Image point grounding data
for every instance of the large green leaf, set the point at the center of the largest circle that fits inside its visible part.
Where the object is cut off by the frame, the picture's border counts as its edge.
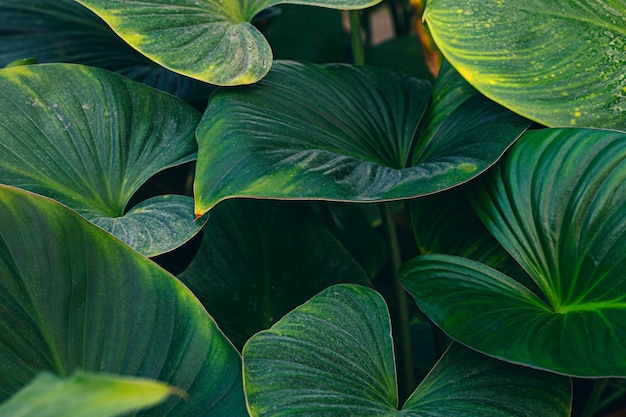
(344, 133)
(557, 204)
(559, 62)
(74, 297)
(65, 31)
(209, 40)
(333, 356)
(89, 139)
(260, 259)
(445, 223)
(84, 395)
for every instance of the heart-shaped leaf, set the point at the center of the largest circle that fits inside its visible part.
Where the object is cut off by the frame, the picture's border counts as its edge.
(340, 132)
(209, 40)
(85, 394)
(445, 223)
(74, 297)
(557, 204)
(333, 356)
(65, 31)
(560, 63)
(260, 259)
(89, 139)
...
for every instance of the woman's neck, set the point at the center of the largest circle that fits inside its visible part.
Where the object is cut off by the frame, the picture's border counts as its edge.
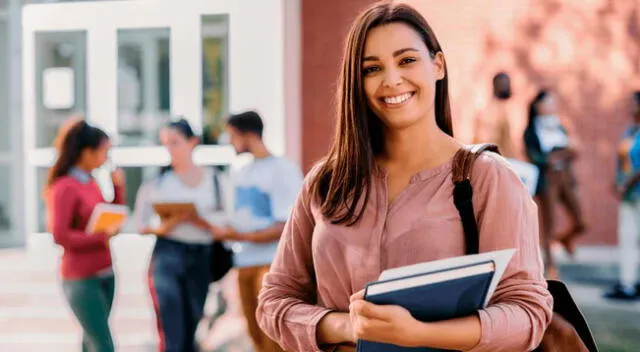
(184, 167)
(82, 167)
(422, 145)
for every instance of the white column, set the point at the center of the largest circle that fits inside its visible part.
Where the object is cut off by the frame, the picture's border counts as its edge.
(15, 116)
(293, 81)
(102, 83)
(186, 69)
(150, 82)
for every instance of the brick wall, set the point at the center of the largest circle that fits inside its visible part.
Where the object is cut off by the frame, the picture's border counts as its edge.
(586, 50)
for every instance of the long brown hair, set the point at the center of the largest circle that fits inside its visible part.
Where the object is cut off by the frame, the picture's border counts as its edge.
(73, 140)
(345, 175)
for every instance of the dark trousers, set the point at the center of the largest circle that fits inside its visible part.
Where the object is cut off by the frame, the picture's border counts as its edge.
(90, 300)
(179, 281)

WHAT IS BEING ASKED — Where a line above includes "part", copy that line.

SOLUTION —
for every instance of the large green leaf, set the point at the center of the largest circle that fits inside its visible part.
for every instance of the heart-shaped leaf, set the point at the center of the largest circle that fits inside its visible part.
for every instance of the woman's neck, set the point at the center of the largest circle that fits inside its visible part.
for every instance of the white column, set the point at the center of the largest circle that fits inside its visible part.
for every instance of the brick wall, set the point at the center of the largest circle that fits inside its visible part.
for every instance of the long brown hair, set the point at the center of the largest circle that fits inside its visible part.
for every instance of the dark trousers, set the point at the center of the largest circle that fits inside its visible part.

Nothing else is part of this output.